── TEXTO FUENTE ──

Como dijo el salmista, innumerables males lo cercaban de tal manera que su
corazón decaía. Su corazón se derretía como la cera en sus entrañas en un completo
desmayo. Comenzó a
“angustiarse en gran manera.” Algunos consideran que la raíz de la
palabra
significa: “separado de la gente,” como si se hubiera convertido en
alguien diferente a los demás hombres, así como alguien cuya mente está aturdida
por un golpe súbito, o está abrumada por una sorprendente calamidad, no se
comporta más como los hombres ordinarios.
Los simples espectadores hubieran pensado que nuestro Señor era un
hombre aturdido, sobrecargado más allá de los límites humanos, y sumido en una
angustia sin paralelo entre los hombres. El estudioso Thomas Goodwin dice: “la
palabra denota un defecto, una deficiencia, y un espíritu abatido como sucede
con la gente que sufre una enfermedad y un
desmayo.”
La enfermedad de Epafrodito, que lo llevó al borde la tumba, es
descrita utilizando la misma palabra; así que vemos que el alma de Cristo estaba
enferma y desfallecida.
¿Acaso su sudor no fue producido por la postración? El sudor frío,
pegajoso de los moribundos es producido por la languidez corporal, pero el sudor
sangriento de Jesús era producido por el total desfallecimiento y postración de
su alma. Estaba Su alma en un terrible desmayo, y sufría de la muerte interna,
cuyo acompañamiento no eran las lágrimas usuales de los ojos, sino un llanto de
sangre proveniente del hombre entero. Muchos de ustedes, sin embargo, conocen en
cierta medida lo que significa estar angustiado en gran manera sin que tenga yo
que multiplicar mi explicación, y si ustedes no lo saben por experiencia
personal, todas mis explicaciones
resultan vanas. Cuando llegue el desaliento profundo, cuando no
puedan recordar nada que los pueda sostener, y su espíritu decaiga
profundamente, profundamente, profundamente, entonces podrán dolerse juntamente
con su Señor.
Otros los consideran necios, los llaman nerviosos, y les piden que se
reanimen, pero desconocen completamente su caso. Si lo entendieran no se
burlarían de ellos con tales advertencias, imposibles para quienes están
hundiéndose bajo el peso de la aflicción interna. Nuestro Señor estaba “angustiado en gran manera,”

───
── REGISTRO DE ÍTEMS ──

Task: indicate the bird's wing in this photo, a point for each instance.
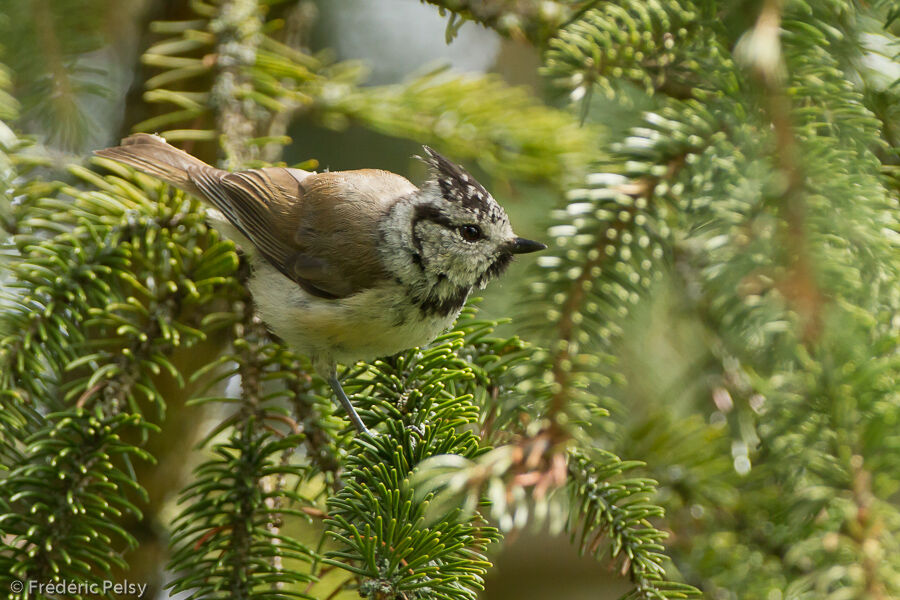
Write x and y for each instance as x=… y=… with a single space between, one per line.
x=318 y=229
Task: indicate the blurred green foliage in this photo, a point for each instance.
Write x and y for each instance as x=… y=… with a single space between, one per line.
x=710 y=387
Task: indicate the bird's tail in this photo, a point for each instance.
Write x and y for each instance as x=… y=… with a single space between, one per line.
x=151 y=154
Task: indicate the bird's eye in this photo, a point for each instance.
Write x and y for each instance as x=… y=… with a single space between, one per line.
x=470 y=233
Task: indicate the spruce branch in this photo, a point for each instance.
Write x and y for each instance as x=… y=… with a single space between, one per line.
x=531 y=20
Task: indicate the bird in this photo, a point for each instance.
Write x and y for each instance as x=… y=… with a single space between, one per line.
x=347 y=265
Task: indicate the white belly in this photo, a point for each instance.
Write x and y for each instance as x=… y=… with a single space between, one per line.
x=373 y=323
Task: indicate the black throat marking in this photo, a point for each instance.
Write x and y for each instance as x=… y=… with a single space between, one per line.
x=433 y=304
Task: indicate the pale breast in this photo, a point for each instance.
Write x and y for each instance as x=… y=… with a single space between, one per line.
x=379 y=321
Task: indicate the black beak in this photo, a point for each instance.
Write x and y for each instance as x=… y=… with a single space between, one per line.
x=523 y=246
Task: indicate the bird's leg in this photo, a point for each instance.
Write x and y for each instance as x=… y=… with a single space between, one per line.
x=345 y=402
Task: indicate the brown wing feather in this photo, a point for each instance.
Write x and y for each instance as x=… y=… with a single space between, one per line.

───

• [ENUNCIADO]:
Actualiza el pasaje del texto fuente que va desde "Como dijo el" hasta "los hombres ordinarios.", ambos incluidos, sustituyendo "corazón" por "ánimo".

• [RESPUESTA]:
Como dijo el salmista, innumerables males lo cercaban de tal manera que su
ánimo decaía. Su ánimo se derretía como la cera en sus entrañas en un completo
desmayo. Comenzó a
“angustiarse en gran manera.” Algunos consideran que la raíz de la
palabra
significa: “separado de la gente,” como si se hubiera convertido en
alguien diferente a los demás hombres, así como alguien cuya mente está aturdida
por un golpe súbito, o está abrumada por una sorprendente calamidad, no se
comporta más como los hombres ordinarios.